**Brief:** After finding the line that contains "Pin the burning" in the entries below, retype it and every following line precisely, the last included.

**Data provided:**

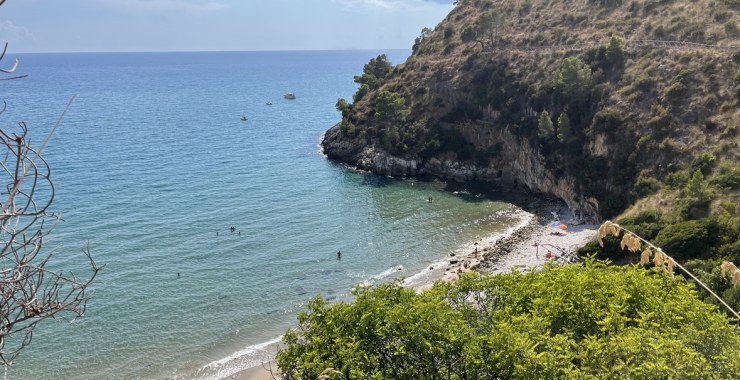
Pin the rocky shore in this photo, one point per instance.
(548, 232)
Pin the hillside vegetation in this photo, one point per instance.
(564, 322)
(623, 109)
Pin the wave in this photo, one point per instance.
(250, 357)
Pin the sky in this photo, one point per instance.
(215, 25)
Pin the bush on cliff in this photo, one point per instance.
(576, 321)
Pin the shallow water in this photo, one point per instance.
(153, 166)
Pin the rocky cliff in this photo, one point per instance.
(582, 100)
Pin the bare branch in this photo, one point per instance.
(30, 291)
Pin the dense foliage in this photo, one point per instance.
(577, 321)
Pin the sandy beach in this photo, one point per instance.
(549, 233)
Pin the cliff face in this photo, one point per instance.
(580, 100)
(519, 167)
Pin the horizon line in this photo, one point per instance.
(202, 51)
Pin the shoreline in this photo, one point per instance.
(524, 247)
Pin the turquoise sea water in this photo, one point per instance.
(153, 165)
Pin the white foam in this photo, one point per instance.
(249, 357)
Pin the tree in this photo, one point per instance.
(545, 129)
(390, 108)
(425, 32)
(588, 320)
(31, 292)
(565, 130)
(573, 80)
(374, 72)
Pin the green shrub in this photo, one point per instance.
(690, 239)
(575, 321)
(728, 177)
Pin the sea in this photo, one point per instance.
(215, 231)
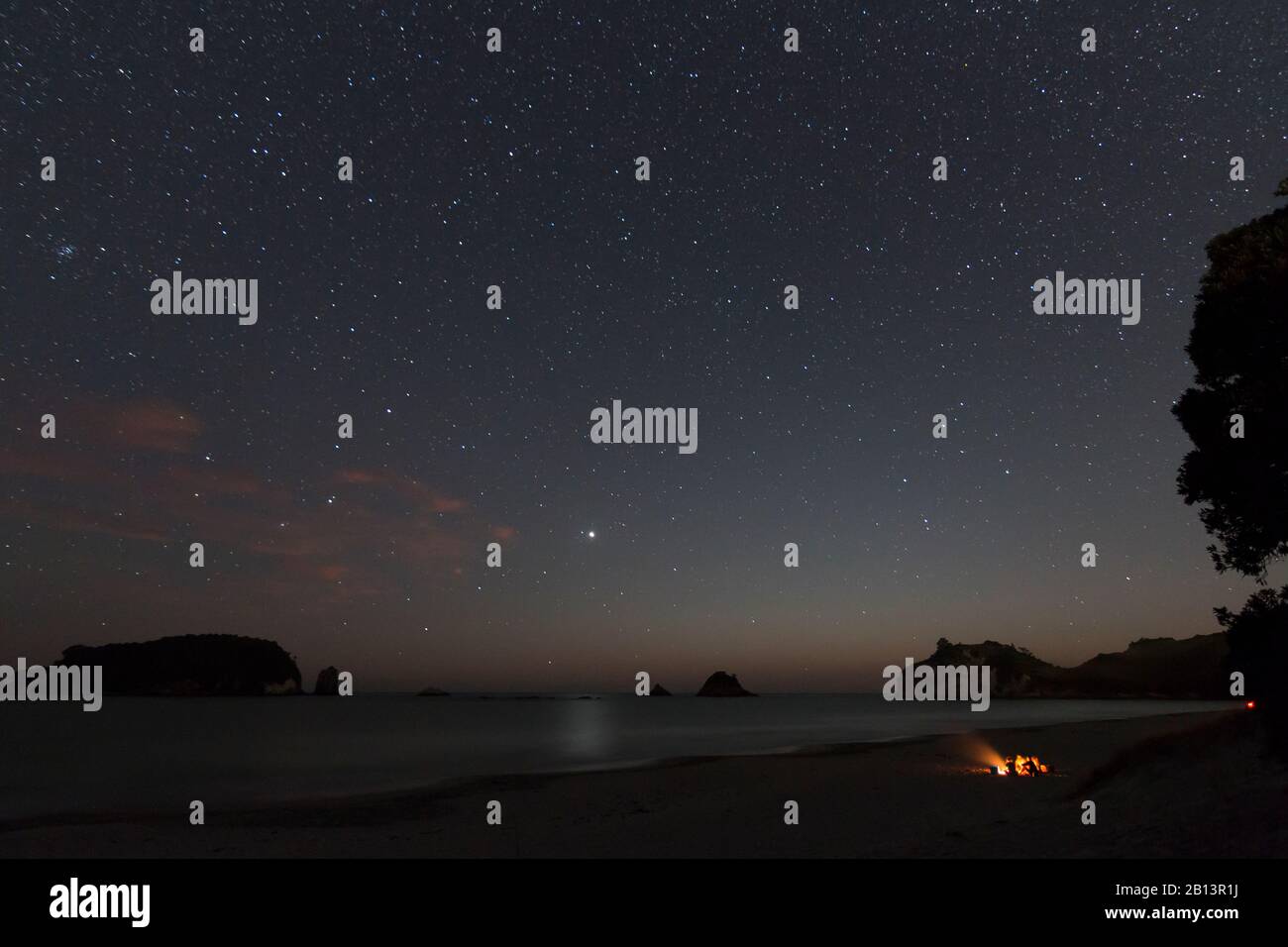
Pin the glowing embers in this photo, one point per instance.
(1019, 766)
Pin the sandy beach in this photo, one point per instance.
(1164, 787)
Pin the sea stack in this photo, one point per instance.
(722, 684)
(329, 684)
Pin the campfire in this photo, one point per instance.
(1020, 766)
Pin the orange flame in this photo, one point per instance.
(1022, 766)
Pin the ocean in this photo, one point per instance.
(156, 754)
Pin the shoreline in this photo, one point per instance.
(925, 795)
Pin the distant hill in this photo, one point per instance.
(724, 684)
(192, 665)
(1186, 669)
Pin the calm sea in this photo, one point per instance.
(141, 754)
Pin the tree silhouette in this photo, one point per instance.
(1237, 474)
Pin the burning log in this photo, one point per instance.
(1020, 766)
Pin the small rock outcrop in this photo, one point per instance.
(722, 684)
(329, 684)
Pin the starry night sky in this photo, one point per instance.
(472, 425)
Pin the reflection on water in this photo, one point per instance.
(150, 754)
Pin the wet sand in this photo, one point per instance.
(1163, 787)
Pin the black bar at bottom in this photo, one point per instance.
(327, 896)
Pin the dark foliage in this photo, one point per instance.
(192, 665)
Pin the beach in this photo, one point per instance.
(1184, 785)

**Solved exercise:**
Pin the burning log in this photo, one point per instance.
(1020, 766)
Pin the small rock outcrop in this photo, one point per instance.
(722, 684)
(329, 684)
Pin the starry night sky in this photo, one point per instance.
(472, 425)
Pin the reflection on water in this photo, one point per instance.
(150, 754)
Pin the wet sand in this photo, one point per instance.
(1163, 787)
Pin the black bar at bottom in this photo, one point per instance.
(327, 896)
Pin the dark foliage in this photo, one point per instance.
(192, 665)
Pin the beach in this photo, one point per instance.
(1184, 785)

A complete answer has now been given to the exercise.